### Given data ###

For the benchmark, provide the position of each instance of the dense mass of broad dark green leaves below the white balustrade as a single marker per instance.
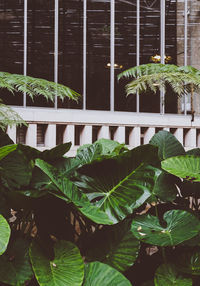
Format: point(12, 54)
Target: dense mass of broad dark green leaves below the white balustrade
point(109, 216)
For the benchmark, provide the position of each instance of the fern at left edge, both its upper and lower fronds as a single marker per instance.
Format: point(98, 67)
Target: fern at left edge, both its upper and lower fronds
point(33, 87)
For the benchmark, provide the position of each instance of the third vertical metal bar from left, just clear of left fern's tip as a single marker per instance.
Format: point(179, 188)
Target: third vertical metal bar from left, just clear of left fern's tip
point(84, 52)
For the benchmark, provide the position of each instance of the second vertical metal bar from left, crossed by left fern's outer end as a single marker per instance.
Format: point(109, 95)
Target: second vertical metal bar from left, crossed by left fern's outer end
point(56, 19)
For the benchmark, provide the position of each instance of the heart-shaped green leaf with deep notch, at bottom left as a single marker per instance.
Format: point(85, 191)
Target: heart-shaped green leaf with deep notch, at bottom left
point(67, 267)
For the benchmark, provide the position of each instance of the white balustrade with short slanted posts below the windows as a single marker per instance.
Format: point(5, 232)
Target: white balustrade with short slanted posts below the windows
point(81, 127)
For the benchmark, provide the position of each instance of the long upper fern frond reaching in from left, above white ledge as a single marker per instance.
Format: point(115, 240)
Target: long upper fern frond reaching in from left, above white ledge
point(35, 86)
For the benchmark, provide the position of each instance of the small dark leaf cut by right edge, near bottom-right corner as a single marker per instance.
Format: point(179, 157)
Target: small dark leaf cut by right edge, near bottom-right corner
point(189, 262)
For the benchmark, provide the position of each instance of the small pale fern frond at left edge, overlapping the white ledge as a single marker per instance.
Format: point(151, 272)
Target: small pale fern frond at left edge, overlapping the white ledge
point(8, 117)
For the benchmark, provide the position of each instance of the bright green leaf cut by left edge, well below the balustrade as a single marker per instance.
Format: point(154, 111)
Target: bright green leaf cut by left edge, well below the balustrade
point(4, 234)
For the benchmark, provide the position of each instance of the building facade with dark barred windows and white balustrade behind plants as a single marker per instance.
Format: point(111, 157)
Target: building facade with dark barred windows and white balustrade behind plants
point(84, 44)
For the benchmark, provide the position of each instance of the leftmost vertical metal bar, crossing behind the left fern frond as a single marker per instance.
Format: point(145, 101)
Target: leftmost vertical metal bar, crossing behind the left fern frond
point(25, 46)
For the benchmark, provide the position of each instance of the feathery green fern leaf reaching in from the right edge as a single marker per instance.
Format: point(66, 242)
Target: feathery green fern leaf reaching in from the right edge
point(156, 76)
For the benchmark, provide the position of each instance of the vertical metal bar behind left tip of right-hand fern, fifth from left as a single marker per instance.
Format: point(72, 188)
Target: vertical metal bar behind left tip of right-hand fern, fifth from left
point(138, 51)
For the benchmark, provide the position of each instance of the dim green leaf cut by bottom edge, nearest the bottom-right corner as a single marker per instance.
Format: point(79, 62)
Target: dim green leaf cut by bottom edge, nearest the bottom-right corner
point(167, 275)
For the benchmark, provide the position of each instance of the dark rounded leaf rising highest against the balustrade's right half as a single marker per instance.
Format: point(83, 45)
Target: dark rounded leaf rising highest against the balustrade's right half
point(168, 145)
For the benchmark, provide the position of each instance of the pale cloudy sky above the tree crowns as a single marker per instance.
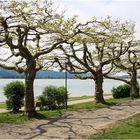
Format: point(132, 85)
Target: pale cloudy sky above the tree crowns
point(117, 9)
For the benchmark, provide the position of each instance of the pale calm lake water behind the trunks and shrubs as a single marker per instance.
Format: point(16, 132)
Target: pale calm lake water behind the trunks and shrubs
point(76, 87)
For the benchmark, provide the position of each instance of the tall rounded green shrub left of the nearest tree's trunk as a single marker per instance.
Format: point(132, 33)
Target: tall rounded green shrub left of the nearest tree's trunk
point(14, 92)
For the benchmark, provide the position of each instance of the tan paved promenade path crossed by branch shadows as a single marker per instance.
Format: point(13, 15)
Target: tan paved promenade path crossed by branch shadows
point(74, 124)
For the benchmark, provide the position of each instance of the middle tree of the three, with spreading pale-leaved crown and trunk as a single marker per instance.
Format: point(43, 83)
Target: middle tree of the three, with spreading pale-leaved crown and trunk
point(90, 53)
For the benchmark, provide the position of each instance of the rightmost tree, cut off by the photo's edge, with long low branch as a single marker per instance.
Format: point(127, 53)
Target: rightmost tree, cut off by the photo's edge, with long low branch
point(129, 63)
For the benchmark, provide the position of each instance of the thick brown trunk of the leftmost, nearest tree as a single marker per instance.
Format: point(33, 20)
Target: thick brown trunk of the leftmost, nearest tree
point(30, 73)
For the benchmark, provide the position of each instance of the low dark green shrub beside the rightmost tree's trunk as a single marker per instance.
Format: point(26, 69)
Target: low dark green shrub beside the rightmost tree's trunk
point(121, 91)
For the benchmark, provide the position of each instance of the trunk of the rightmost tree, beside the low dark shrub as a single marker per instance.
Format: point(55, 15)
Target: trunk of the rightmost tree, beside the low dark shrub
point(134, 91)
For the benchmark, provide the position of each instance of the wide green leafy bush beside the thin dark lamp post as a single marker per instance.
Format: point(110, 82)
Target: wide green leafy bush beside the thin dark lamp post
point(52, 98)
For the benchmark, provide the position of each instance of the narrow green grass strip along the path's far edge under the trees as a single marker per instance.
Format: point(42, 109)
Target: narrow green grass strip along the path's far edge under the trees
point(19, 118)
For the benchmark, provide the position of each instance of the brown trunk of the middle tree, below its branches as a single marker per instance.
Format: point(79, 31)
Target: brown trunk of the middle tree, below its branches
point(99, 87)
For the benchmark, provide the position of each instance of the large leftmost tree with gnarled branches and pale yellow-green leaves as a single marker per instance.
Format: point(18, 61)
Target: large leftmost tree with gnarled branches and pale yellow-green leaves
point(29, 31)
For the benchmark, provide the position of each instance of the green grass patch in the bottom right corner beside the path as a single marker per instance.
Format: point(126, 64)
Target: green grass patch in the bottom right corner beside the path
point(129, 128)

###
### Given data ###

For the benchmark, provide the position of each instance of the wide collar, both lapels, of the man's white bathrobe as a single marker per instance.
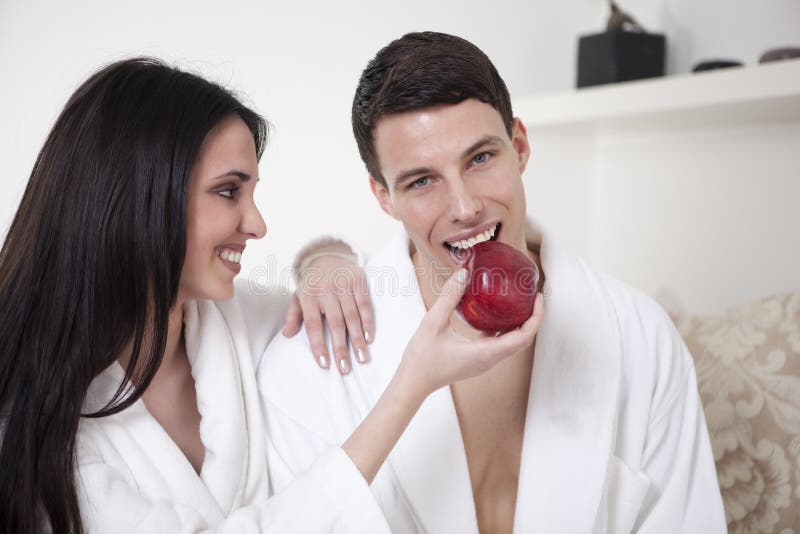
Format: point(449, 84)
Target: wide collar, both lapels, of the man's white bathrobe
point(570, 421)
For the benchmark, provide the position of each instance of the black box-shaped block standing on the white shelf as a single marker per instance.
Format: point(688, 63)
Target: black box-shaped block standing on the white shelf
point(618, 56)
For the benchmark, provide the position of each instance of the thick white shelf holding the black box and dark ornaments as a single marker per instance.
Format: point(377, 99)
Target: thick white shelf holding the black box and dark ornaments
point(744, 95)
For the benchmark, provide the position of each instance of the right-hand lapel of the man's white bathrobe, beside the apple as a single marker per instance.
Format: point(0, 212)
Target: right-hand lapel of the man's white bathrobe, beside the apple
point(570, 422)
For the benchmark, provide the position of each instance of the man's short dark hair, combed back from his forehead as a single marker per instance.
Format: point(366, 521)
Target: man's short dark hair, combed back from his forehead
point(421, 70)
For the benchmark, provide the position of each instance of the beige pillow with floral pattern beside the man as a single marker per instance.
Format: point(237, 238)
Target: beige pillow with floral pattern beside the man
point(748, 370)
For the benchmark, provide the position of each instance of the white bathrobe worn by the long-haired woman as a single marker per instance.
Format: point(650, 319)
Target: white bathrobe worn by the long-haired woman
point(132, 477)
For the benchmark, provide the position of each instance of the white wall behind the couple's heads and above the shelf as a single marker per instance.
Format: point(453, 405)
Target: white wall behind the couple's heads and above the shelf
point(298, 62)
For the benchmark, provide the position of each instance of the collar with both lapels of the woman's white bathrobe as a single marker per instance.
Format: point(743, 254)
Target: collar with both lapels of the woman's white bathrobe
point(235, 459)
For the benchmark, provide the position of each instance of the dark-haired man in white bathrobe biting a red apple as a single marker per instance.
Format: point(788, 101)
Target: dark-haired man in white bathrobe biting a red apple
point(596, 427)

###

§ Task instructions
Look back at the entries above. Retype the line with "Target: white bathrobe", the line with "Format: point(788, 101)", and all lines in between.

§ Written response
Target: white bathrobe worn by the long-haired woman
point(132, 477)
For the benchmark, provide the position of each instance of the white wall behind the couple's heads and above the shelf as a single marker per instance.
Format: point(453, 405)
Target: white wall behind the couple's heads and above the shelf
point(298, 62)
For the benchmark, provide the position of each instance of the collar with both lapels of the woman's white bathrobe as a single marker per instance.
Format: point(743, 254)
Target: collar with both lapels of the woman's white bathrobe
point(235, 459)
For the benchmark, provide the position of each instance of the dark-haired man in white bathrobe biting a red apple as a single marker per instance.
Format: point(788, 101)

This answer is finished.